===== Data shown

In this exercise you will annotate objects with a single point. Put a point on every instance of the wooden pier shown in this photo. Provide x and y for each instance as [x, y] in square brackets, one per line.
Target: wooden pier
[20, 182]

==========
===== Data shown

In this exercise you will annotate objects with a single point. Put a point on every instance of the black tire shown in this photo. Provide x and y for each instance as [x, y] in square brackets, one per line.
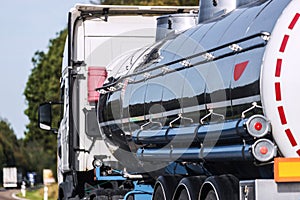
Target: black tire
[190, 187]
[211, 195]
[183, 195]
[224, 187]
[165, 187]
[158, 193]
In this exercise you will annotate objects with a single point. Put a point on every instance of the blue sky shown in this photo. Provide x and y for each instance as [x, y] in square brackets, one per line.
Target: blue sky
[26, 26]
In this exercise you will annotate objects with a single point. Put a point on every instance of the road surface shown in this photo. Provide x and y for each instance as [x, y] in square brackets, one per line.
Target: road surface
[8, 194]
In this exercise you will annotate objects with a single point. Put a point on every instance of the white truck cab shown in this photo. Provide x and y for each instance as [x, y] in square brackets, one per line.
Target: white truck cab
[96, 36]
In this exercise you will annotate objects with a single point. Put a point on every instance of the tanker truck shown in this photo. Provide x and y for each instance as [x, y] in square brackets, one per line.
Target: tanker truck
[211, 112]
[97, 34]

==========

#### Task details
Pick out each line of the entries above that contains the word "Target" and copy those lines in full.

#### Answer
Target: wooden pier
Target: black tire
Target: blue sky
Target: road surface
Target: white truck cab
Target: tanker truck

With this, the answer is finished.